# [EXERCICES]
a) Résumez en deux phrases l'article sur Laurence Parent.
b) Dans les enregistrements, recopiez les lignes qui vont de celle contenant « Return the outline of every instance of the man », incluse, jusqu'à la fin des enregistrements. Remplacez-y « man in black t-shirt » par « man in a black t-shirt » sans rien modifier d'autre.

# [TEXTE À LIRE]
--------
Logo

Le premier porte-à-porte de Laurence Parent

Un après-midi de canicule avec la candidate de Projet Montréal.

Par
Hugo Meunier
Publicité

Cette semaine, Laurence Parent ira se faire coiffer en prévision de la photo pour ses pancartes électorales. Une peccadille pour la plupart des candidat.e.s, mais pas pour celle qui brigue le district De Lorimier dans Le Plateau-Mont-Royal pour Projet Montréal. « J’ai trouvé une place dans le quartier. On m’a dit qu’il y aurait une rampe. Ça va être un test! », souligne Laurence, qui milite depuis des années pour améliorer la vie des gens avec des limitations fonctionnelles.

Née à Québec avec un handicap, elle a développé au fil du temps une expertise dans les enjeux liés à la mobilité réduite, en faisant notamment partie, depuis quatre ans, du conseil d’administration de la Société de transport de Montréal (STM).

Elle m’a donné rendez-vous en après-midi au parc Lafontaine, à l’ombre des arbres pour échapper un peu à la canicule. Elle a prévu faire un peu de «porte-à-porte» mais version parc, pour se présenter à ses électeurs. C’est la première fois qu’elle fait ça de sa vie, et ça la stresse un peu que ce soit devant un journaliste. Grosse journée, puisqu’elle rencontre aussi son équipe pour la toute première fois : Oscar, un enseignant bénévole membre du parti depuis la première heure, et Andréanne, qui travaillent pour les élu.e.s du Plateau depuis une dizaine d’années.
--------
# [DONNÉES FOURNIES]
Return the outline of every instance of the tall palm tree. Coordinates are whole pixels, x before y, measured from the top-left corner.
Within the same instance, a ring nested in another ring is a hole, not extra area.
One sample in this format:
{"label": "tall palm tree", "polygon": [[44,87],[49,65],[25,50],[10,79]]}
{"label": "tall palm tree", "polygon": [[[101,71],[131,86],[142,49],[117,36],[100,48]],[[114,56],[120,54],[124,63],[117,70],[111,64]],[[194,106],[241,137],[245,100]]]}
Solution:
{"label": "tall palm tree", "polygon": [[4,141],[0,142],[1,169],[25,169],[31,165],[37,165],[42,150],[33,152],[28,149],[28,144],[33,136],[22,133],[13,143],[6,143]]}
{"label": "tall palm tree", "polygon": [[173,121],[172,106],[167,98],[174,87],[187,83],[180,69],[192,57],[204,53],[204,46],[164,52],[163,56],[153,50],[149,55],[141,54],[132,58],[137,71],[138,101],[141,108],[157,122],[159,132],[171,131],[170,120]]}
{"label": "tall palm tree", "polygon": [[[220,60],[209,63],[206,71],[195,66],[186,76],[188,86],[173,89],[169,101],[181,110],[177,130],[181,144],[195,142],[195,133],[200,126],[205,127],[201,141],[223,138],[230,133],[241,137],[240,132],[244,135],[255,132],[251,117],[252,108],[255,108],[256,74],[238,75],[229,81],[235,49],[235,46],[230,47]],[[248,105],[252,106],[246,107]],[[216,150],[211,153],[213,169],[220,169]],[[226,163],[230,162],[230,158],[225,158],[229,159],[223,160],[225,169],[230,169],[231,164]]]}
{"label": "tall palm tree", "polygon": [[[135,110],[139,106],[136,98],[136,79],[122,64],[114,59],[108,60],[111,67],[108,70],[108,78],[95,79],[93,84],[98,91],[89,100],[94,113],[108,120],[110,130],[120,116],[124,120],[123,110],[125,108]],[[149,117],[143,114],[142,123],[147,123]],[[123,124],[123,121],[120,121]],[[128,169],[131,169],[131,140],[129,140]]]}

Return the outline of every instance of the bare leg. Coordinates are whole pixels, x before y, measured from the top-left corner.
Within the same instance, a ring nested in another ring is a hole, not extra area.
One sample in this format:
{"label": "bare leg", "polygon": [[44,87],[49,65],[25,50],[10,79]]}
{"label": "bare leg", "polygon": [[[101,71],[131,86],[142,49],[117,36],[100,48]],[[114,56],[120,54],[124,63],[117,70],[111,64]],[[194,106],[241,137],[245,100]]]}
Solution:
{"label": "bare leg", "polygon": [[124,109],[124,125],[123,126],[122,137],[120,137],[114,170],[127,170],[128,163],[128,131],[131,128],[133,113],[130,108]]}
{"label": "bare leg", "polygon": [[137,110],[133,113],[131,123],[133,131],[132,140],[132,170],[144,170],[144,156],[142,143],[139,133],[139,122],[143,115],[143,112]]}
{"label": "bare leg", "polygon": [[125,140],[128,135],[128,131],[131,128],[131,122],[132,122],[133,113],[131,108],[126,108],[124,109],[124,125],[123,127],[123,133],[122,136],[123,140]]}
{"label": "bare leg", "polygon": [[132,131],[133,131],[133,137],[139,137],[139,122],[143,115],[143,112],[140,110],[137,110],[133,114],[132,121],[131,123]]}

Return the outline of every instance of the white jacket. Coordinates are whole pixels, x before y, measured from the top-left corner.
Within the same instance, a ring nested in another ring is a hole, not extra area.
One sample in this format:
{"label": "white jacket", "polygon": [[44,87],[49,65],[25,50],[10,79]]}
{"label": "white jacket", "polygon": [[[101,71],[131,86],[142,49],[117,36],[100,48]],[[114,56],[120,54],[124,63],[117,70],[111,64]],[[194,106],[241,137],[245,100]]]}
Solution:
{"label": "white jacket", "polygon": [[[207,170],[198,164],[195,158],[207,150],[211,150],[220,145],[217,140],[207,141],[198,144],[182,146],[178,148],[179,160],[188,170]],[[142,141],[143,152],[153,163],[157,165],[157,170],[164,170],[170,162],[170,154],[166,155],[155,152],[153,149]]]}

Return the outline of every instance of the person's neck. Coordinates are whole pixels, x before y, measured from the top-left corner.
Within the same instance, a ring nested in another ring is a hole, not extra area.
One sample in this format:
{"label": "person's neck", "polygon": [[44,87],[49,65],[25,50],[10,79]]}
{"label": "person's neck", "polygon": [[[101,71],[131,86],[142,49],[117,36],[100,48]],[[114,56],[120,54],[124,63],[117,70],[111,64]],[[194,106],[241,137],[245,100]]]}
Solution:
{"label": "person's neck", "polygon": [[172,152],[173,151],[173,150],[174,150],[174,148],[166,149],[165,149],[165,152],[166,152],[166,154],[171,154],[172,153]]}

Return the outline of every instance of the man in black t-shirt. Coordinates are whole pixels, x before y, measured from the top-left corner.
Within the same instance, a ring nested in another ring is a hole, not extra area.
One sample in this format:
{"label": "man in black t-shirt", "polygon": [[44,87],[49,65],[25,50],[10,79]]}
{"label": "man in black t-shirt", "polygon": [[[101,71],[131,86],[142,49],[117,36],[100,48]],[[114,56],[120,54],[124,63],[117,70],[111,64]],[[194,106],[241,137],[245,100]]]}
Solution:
--------
# [CORRIGÉS]
a) Laurence Parent, candidate de Projet Montréal dans le district De Lorimier du Plateau-Mont-Royal, milite depuis des années pour améliorer la vie des personnes ayant des limitations fonctionnelles et siège depuis quatre ans au conseil d'administration de la STM. Par un après-midi de canicule, elle fait au parc Lafontaine son tout premier porte-à-porte et y rencontre pour la première fois son équipe, Oscar et Andréanne.

b)
Return the outline of every instance of the man in a black t-shirt. Coordinates are whole pixels, x before y, measured from the top-left corner.
Within the same instance, a ring nested in another ring is a hole, not extra area.
One sample in this format:
{"label": "man in a black t-shirt", "polygon": [[44,87],[49,65],[25,50],[10,79]]}
{"label": "man in a black t-shirt", "polygon": [[[101,71],[131,86],[142,49],[117,36],[100,48]],[[114,56],[120,54],[124,63],[117,70],[111,64]],[[194,106],[241,137],[245,100]]]}
Solution:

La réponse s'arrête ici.